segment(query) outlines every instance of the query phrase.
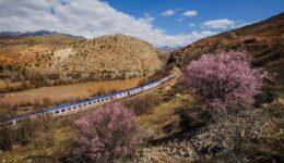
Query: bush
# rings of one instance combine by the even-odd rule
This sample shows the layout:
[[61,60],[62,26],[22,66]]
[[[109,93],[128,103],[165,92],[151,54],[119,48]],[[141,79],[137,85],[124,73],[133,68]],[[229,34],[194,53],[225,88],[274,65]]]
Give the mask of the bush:
[[251,68],[245,51],[221,51],[202,55],[187,68],[188,83],[206,104],[252,104],[263,80],[261,68]]
[[0,126],[0,149],[10,150],[13,147],[12,130],[7,125]]
[[130,153],[137,142],[138,120],[121,103],[100,106],[75,125],[80,133],[75,153],[84,160],[114,162]]

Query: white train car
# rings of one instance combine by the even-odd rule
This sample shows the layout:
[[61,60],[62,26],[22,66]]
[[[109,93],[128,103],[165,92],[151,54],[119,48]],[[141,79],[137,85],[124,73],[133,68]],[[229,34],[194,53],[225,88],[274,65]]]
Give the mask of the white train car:
[[151,89],[157,88],[158,86],[167,83],[168,80],[175,77],[174,74],[168,75],[159,80],[155,80],[139,87],[117,91],[114,93],[108,93],[105,96],[99,96],[95,98],[90,98],[76,102],[66,103],[57,106],[52,106],[49,109],[44,109],[42,111],[34,111],[31,113],[13,115],[4,120],[0,120],[0,127],[1,125],[7,126],[16,126],[22,124],[22,122],[26,118],[45,118],[45,117],[57,117],[57,116],[64,116],[69,114],[73,114],[76,112],[81,112],[84,110],[93,109],[95,106],[113,102],[119,99],[123,99],[127,97],[134,96],[140,92],[149,91]]

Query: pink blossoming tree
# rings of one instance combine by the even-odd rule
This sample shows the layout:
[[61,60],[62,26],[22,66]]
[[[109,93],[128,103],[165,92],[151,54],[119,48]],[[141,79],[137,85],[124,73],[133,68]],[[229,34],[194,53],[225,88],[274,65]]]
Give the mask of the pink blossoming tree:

···

WORK REQUIRED:
Set down every entry word for word, but omit the pictures.

OUTPUT FOR THIS TASK:
segment(query) outlines every instance of the query phrase.
Query: bush
# rings of one instance combine by the even-odd rule
This sample shows the layout:
[[61,60],[62,26],[22,66]]
[[[109,93],[128,103],[165,92],[151,54],[119,48]],[[141,79],[137,85],[124,73],[133,68]],[[229,34],[194,53],[225,88],[274,65]]]
Give the mask of the bush:
[[251,68],[245,51],[221,51],[202,55],[187,68],[188,83],[206,104],[252,104],[263,80],[261,68]]
[[0,126],[0,149],[10,150],[13,147],[12,130],[7,125]]
[[130,153],[137,142],[138,120],[121,103],[100,106],[75,125],[80,133],[75,153],[84,160],[114,162]]

Query: white train car
# rings of one instance combine by the even-odd rule
This sample shows the layout:
[[61,60],[62,26],[22,66]]
[[[109,93],[128,103],[165,92],[151,54],[119,48]],[[141,79],[137,85],[124,73],[133,68]],[[229,34],[194,53],[225,88],[274,65]]]
Give the mask of the white train car:
[[151,89],[157,88],[158,86],[167,83],[168,80],[175,77],[174,74],[168,75],[159,80],[155,80],[139,87],[117,91],[114,93],[108,93],[105,96],[99,96],[95,98],[90,98],[76,102],[66,103],[57,106],[52,106],[49,109],[44,109],[42,111],[34,111],[31,113],[13,115],[4,120],[0,120],[0,127],[1,125],[7,126],[16,126],[22,124],[22,122],[26,118],[45,118],[45,117],[57,117],[57,116],[64,116],[69,114],[73,114],[76,112],[81,112],[84,110],[93,109],[95,106],[113,102],[119,99],[123,99],[127,97],[134,96],[140,92],[149,91]]

Query: pink blossoming tree
# rings of one instance combine by the even-odd rule
This sample shows the layout:
[[61,60],[62,26],[22,66]]
[[[109,93],[128,103],[165,92],[151,54],[119,48]],[[141,79],[137,85],[124,73],[133,68]],[[229,34],[194,53],[225,88],[274,65]]]
Give the mask of the pink blossoming tree:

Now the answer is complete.